Здесь нет ни одного слова или образа, который бы не был повторен многократно в лирической поэзии 1820-х годов (кроме разве что выражения «в роскошной области романов»). Это почерпнуто почти в готовом виде из общего репертуара лирических моделей и формул, уже накопившегося в результате деятельности элегиков 1820-х годов — Батюшкова, Жуковского, Пушкина и поэтов его круга. Кажется, сама судьба готовила Ипполита Бартдинского к роли переводчика, как это произошло с десятками его современников и собратьев по перу, лишенных творческой оригинальности и заимствовавших у поэтов-творцов материалы для своих вдохновений.

**ЧТО НУЖНО СДЕЛАТЬ:**
1. Назовите всех элегиков 1820-х годов, которые упомянуты во фрагменте о лирической поэзии по имени.
2. Какое выражение фрагмент о лирической поэзии выводит из числа слов и образов, многократно повторенных в лирике 1820-х годов?
3. Определите, соответствуют ли фрагменту о лирической поэзии следующие утверждения: (а) сама судьба, по-видимому, готовила Ипполита Бартдинского к роли переводчика; (б) общий репертуар лирических моделей и формул накопился благодаря деятельности прозаиков; (в) у многих современников Бартдинского не было творческой оригинальности.

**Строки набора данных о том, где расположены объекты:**
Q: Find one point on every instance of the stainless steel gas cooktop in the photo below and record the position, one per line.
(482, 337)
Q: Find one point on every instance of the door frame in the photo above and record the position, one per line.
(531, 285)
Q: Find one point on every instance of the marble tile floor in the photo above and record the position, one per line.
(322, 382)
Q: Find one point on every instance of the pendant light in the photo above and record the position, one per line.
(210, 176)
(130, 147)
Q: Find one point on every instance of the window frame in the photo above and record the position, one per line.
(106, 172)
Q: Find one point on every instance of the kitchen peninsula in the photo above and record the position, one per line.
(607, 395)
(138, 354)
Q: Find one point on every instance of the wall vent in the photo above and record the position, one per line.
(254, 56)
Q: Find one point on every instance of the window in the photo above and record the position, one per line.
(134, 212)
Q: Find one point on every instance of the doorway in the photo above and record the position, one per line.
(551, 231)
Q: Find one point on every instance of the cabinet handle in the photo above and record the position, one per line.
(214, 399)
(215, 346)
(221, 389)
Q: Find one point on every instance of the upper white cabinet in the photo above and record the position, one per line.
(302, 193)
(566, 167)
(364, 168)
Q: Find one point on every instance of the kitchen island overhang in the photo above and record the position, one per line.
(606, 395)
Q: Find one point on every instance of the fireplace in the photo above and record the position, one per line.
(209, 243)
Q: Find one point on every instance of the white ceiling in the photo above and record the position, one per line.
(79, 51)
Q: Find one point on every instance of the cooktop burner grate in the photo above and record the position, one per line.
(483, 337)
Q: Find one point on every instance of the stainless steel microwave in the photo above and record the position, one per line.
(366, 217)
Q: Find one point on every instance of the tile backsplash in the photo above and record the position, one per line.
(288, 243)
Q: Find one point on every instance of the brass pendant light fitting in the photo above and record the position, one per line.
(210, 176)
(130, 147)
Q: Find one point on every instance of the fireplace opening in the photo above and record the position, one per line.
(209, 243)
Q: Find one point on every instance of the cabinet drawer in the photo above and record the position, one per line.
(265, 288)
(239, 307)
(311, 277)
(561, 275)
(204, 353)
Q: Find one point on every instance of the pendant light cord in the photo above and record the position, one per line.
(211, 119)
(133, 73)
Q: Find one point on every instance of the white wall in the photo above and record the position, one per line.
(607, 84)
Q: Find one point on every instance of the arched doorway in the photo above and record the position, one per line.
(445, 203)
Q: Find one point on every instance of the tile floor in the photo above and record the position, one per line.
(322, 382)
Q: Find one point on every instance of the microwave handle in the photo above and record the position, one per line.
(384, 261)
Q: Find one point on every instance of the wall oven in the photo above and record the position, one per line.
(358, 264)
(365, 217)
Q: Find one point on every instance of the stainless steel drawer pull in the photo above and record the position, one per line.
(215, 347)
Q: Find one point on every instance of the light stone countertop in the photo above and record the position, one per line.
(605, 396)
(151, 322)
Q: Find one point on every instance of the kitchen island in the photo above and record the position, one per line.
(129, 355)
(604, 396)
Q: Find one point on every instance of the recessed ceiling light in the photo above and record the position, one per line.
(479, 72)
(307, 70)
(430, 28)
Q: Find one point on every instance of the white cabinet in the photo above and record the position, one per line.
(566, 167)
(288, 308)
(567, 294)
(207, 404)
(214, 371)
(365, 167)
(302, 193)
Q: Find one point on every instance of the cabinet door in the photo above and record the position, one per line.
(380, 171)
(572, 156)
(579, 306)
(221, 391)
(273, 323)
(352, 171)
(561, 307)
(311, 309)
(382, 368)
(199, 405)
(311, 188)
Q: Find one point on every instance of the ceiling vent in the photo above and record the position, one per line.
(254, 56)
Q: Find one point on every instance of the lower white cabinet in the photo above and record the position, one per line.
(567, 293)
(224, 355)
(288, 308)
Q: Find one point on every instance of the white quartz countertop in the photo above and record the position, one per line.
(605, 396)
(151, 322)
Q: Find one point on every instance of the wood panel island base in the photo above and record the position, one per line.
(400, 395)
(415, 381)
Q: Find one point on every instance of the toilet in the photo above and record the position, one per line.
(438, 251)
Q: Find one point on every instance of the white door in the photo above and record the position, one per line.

**ОТВЕТЫ К ЗАДАНИЯМ:**
1. Батюшков, Жуковский, Пушкин.

2. Выражение «в роскошной области романов».

3.
(а) Да: «Кажется, сама судьба готовила Ипполита Бартдинского к роли переводчика».
(б) Нет: «в результате деятельности элегиков 1820-х годов».
(в) Да: «с десятками его современников и собратьев по перу, лишенных творческой оригинальности».